++++ DATA
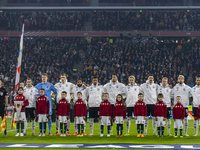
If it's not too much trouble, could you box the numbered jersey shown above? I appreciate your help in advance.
[140,80,158,104]
[55,81,75,103]
[23,86,38,108]
[124,84,142,107]
[85,84,104,107]
[172,83,191,108]
[191,85,200,107]
[157,84,173,107]
[104,81,125,104]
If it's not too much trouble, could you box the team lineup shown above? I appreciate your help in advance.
[0,73,200,138]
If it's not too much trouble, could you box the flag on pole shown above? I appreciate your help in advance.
[11,109,17,129]
[1,116,6,132]
[15,24,24,93]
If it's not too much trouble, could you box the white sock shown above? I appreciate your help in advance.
[83,122,86,132]
[152,117,156,133]
[145,119,149,135]
[24,120,27,133]
[167,119,171,134]
[31,119,35,133]
[110,126,113,133]
[56,118,60,132]
[67,119,71,132]
[184,117,188,134]
[126,117,131,133]
[194,120,198,134]
[74,118,78,133]
[89,118,94,133]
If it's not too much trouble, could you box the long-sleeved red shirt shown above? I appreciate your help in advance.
[134,100,147,117]
[113,102,126,119]
[57,98,70,116]
[36,96,49,115]
[13,94,29,112]
[154,101,167,118]
[99,100,112,116]
[74,99,87,117]
[173,103,185,119]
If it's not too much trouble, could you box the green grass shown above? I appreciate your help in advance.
[0,119,200,144]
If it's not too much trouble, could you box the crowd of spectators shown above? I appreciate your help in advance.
[91,10,200,31]
[7,0,90,6]
[80,38,200,86]
[99,0,183,6]
[0,10,200,31]
[0,37,200,96]
[0,38,81,92]
[0,11,87,31]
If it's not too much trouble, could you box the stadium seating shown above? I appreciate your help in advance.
[0,37,80,91]
[80,38,200,85]
[0,10,200,31]
[0,11,86,31]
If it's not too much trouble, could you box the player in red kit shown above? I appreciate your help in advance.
[99,93,112,137]
[196,105,200,130]
[36,88,49,136]
[154,93,167,137]
[74,92,87,137]
[57,91,70,136]
[113,94,126,137]
[173,96,185,138]
[134,93,147,137]
[13,87,29,136]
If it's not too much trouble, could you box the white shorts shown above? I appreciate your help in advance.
[174,119,183,129]
[15,112,26,121]
[156,117,166,127]
[101,116,111,126]
[38,114,48,122]
[59,116,67,123]
[75,116,85,124]
[115,117,124,124]
[135,116,145,124]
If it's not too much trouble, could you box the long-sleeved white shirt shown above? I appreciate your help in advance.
[140,80,159,104]
[191,85,200,107]
[172,83,191,108]
[123,83,142,107]
[23,86,38,108]
[157,83,173,107]
[85,84,104,107]
[72,85,86,102]
[104,81,125,104]
[55,80,75,103]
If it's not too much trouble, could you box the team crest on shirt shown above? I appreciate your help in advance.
[17,104,20,108]
[45,83,51,90]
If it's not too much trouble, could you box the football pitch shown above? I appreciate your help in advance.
[0,119,200,149]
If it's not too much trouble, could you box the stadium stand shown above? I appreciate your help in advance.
[0,10,200,31]
[0,37,80,91]
[0,11,86,31]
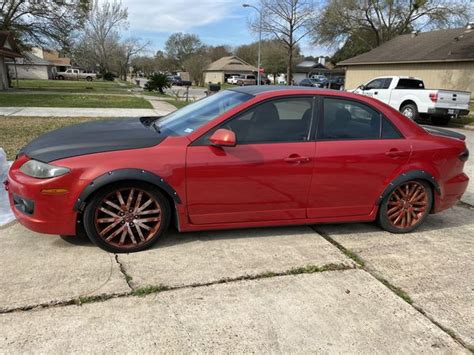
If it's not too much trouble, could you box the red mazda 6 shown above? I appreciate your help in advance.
[6,86,469,252]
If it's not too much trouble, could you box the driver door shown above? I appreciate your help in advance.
[186,97,315,224]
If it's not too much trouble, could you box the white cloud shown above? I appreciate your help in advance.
[115,0,241,32]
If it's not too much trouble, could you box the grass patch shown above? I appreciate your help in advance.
[12,79,133,91]
[166,100,193,109]
[0,117,111,160]
[0,92,152,108]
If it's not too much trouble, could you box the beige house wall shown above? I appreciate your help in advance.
[204,72,224,84]
[345,62,474,94]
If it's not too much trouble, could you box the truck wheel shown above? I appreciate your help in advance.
[431,116,451,126]
[400,104,420,121]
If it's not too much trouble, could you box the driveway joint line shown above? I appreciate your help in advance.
[311,227,474,354]
[115,254,134,291]
[0,263,357,315]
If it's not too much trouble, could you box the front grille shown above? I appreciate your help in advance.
[13,194,35,216]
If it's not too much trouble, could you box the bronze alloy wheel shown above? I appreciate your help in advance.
[386,181,431,229]
[94,187,162,249]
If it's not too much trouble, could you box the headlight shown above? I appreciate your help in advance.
[20,160,70,179]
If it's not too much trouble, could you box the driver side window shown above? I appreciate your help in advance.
[219,97,313,144]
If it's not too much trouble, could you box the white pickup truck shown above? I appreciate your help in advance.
[56,69,97,81]
[353,76,471,124]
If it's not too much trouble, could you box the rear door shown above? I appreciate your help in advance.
[186,97,315,224]
[308,98,411,218]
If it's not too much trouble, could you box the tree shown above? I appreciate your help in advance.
[76,0,128,73]
[251,0,314,85]
[165,32,204,68]
[145,73,171,94]
[183,54,211,86]
[0,0,91,49]
[312,0,470,60]
[117,38,150,81]
[235,39,300,83]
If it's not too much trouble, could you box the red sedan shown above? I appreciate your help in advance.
[6,86,469,252]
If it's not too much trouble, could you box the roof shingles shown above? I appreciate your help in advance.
++++++++
- **TASK DETAILS**:
Turn all of the data above into a JSON list of strings, with one string for each line and blank lines left out. Leave the pictures out of the answer.

- **TASK ANSWER**:
[
  "If it's not too much trouble, could you box the numbered jersey shown above? I appreciate your help in advance.",
  "[140,80,158,104]",
  "[55,81,75,103]",
  "[23,86,38,108]",
  "[124,84,142,107]",
  "[85,84,104,107]",
  "[172,83,191,108]",
  "[191,85,200,107]",
  "[157,84,173,107]",
  "[104,81,125,104]",
  "If it's not too much trouble, could you box the team lineup shown above? I appreciate your help in advance.",
  "[0,73,200,138]",
  "If it's not too much trouble, could you box the flag on pole shown above? I appreciate your help in advance.",
  "[11,109,17,129]",
  "[1,116,6,132]",
  "[15,24,24,93]",
  "If it's not too much trouble, could you box the white sock shown above? I appreciate your help in advance.",
  "[83,122,86,132]",
  "[152,117,156,133]",
  "[145,119,149,135]",
  "[24,120,27,133]",
  "[167,119,171,134]",
  "[31,119,35,133]",
  "[110,126,113,133]",
  "[56,118,60,132]",
  "[67,119,71,132]",
  "[184,117,188,134]",
  "[126,117,131,133]",
  "[194,120,198,134]",
  "[74,118,78,133]",
  "[89,118,94,133]",
  "If it's not too much trouble, could you box the long-sleeved red shirt shown above? I appreciate your help in advance.",
  "[134,100,147,117]",
  "[113,102,126,119]",
  "[57,98,70,116]",
  "[36,96,49,115]",
  "[13,94,29,112]",
  "[154,101,167,118]",
  "[99,100,112,116]",
  "[74,99,87,117]",
  "[173,103,185,119]",
  "If it's not too much trouble, could you box the green grass shown above? I appreciate your help in advance.",
  "[0,119,200,144]",
  "If it's not too much trouble, could you box the crowd of spectators shown above? I appreciate your help in advance.",
  "[91,10,200,31]",
  "[7,0,90,6]",
  "[80,38,200,86]",
  "[99,0,183,6]",
  "[0,10,200,31]",
  "[0,37,200,96]",
  "[0,38,81,92]",
  "[0,11,87,31]",
  "If it's not too much trouble, could you box the stadium seating shown above? I appreciate your help in advance.",
  "[0,37,80,91]",
  "[80,38,200,85]",
  "[0,10,200,31]",
  "[0,11,86,31]",
  "If it's not too much trouble, could you box the player in red kit shown above? I appreciate your help in advance.",
  "[99,93,112,137]",
  "[196,105,200,130]",
  "[36,88,49,136]",
  "[154,93,167,137]",
  "[74,92,87,137]",
  "[57,91,70,136]",
  "[113,94,126,137]",
  "[173,96,185,138]",
  "[134,93,147,137]",
  "[13,87,29,136]",
  "If it's not too much trouble, could you box the white shorts shown above? I appreciate your help in advance.",
  "[174,119,183,129]",
  "[15,112,26,121]",
  "[156,117,166,127]",
  "[101,116,111,126]",
  "[38,114,48,122]",
  "[59,116,67,123]",
  "[75,116,85,124]",
  "[115,117,124,124]",
  "[135,116,145,124]",
  "If it's not too much trouble, could you box the long-sleeved white shirt shown above? I appreciate your help in advance.",
  "[140,80,159,104]",
  "[191,85,200,107]",
  "[172,83,191,108]",
  "[123,83,142,107]",
  "[23,86,38,108]",
  "[157,83,173,107]",
  "[85,84,104,107]",
  "[72,85,86,102]",
  "[104,81,125,104]",
  "[55,80,75,103]",
  "If it's not too much trouble, could you box the team crest on shirt shown above? I appreciate your help in advance.",
  "[17,104,20,108]",
  "[45,83,51,90]",
  "If it's not too much trouble, could you box the football pitch shown above? I appreciate your help in advance.",
  "[0,119,200,149]",
  "If it's not too much trouble, could you box the stadium stand shown above? I appreciate your help in advance.",
  "[0,10,200,31]",
  "[0,37,80,91]",
  "[0,11,86,31]",
  "If it's not too much trouble, could you box the red mazda 6 shown above? I appreciate your help in advance.",
  "[6,86,469,252]",
  "If it's not too much trouble, could you box the driver door shown above? I appreciate your help in advance.",
  "[186,97,315,224]",
  "If it's not too much trouble, could you box the white cloud shown above? I appreciate your help in advance.",
  "[115,0,241,32]",
  "If it's not too much trouble, could you box the grass patch shown above? I appreciate your help in advance.",
  "[12,79,133,91]",
  "[166,100,193,109]",
  "[0,117,111,160]",
  "[0,92,152,108]",
  "If it's not too much trouble, could you box the beige house wall shown above? I appreciate your help in advance.",
  "[204,72,224,84]",
  "[345,62,474,94]",
  "If it's not too much trouble, could you box the truck wheel shown above? I appreciate your help in advance.",
  "[431,116,451,126]",
  "[400,104,420,121]",
  "If it's not too much trouble, could you box the driveway joint line shown above? I appreciate your help in advance.",
  "[311,227,474,354]",
  "[115,254,134,291]",
  "[0,263,357,315]",
  "If it's not too much trouble, could you box the front grille shown above? I appreciate your help in advance.",
  "[13,194,35,216]",
  "If it's not too much trouble, could you box the bronze alloy wheel shown above? I appreciate your help in advance.",
  "[386,181,431,229]",
  "[94,187,162,249]",
  "If it's not too much trouble, could you box the headlight shown above? I appreciate your help in advance.",
  "[20,160,70,179]",
  "If it's not too much trouble, could you box the driver side window shown above? I appreciate your help in advance.",
  "[219,97,313,144]",
  "If it's not too much trouble, could you box the white pickup truck shown above? I appreciate your help in advance.",
  "[56,69,97,81]",
  "[353,76,471,124]",
  "If it's not too much trouble, could you box the rear door shown above? I appreciate your help in advance.",
  "[186,97,315,224]",
  "[308,98,411,218]",
  "If it's not too much trouble, could you box the tree shown above? I appreciate your help in advance.",
  "[76,0,128,73]",
  "[251,0,314,85]",
  "[165,32,204,68]",
  "[145,73,171,94]",
  "[183,54,211,86]",
  "[0,0,91,49]",
  "[312,0,470,60]",
  "[117,38,150,81]",
  "[235,39,300,83]",
  "If it's not too much trouble, could you box the red sedan shown above? I appreciate your help in advance.",
  "[6,86,469,252]",
  "If it's not too much trouble, could you box the roof shingles shown above? I appreciate your help in advance."
]